Given information:
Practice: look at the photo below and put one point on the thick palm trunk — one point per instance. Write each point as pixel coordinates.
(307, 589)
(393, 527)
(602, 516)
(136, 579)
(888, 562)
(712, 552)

What the task requires: Reproduce every line of the items above verbatim, in the same order.

Answer in full:
Practice: look at the photo below and put one point on the thick palm trunk — one point per instance. Write each point as pixel coordinates.
(307, 589)
(393, 527)
(602, 516)
(136, 579)
(888, 562)
(712, 552)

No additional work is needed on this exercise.